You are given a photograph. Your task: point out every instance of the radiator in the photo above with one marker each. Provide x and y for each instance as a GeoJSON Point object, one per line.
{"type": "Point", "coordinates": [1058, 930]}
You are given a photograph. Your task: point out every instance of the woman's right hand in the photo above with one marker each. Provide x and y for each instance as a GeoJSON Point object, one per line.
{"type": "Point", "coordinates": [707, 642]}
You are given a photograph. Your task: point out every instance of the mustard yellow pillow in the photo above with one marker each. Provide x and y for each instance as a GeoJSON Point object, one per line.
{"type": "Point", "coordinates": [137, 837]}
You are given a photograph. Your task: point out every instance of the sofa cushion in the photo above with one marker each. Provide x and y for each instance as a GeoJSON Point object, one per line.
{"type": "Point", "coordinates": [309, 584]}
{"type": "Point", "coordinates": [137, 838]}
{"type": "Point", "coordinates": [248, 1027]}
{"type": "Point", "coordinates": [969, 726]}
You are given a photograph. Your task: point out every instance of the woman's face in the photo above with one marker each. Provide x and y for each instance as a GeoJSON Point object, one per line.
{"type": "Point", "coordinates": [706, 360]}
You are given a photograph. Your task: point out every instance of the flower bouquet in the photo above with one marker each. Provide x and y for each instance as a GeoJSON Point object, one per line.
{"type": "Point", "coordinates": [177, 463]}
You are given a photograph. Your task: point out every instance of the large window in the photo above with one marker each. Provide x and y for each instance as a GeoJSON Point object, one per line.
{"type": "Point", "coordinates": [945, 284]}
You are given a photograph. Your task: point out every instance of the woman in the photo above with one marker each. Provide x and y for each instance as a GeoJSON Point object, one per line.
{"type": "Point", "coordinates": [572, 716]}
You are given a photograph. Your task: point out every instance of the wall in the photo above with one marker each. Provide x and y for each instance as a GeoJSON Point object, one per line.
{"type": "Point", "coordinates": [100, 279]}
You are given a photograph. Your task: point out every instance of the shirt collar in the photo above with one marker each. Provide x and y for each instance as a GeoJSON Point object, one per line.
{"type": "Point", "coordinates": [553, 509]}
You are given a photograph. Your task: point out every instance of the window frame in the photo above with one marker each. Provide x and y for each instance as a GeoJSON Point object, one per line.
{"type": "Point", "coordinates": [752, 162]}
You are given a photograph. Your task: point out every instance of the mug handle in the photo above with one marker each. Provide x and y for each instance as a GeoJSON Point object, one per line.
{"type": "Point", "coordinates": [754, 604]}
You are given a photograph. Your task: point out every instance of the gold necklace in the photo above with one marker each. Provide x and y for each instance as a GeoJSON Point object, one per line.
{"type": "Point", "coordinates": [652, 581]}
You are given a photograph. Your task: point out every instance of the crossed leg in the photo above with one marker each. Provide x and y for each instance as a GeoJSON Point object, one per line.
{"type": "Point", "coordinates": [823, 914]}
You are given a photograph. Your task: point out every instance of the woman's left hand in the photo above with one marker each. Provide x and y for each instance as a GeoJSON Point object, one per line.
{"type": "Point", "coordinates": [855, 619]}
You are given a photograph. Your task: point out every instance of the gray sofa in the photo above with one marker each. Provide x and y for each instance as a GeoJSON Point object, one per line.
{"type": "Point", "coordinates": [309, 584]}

____________

# [DESCRIPTION OF THE TASK]
Take the line that contains "the mug handle" and each line after it down to the last of the records, and retype them exactly; add nothing else.

# [EXPECTED ANSWER]
You are given a photograph. Your task: point out every instance of the mug handle in the photo above with one marker each. Provide x and y for each instance as a GeoJSON Point object, one per line.
{"type": "Point", "coordinates": [754, 604]}
You are given a photograph. Your task: point out every instance of the gold necklace in the photo above with one marker each. Provide x and y for each instance as a GeoJSON Point object, one per line.
{"type": "Point", "coordinates": [652, 581]}
You are given a photograph. Your task: point out every instance of the crossed leg in the photo above with one marker each. Provide x and y for each instance as a GeoJSON Point object, one per line.
{"type": "Point", "coordinates": [823, 914]}
You are given a photograph. Your task: point out every instance of the woman's left hand in the photo above with one marker each. Provide x and y for each instance as a GeoJSON Point object, one per line.
{"type": "Point", "coordinates": [855, 619]}
You are given a photograph. Your task: point out every instance of the gray sofa in the photo above with one marker each. Provide x and y for each instance as a GeoJSON Point object, one per line.
{"type": "Point", "coordinates": [309, 584]}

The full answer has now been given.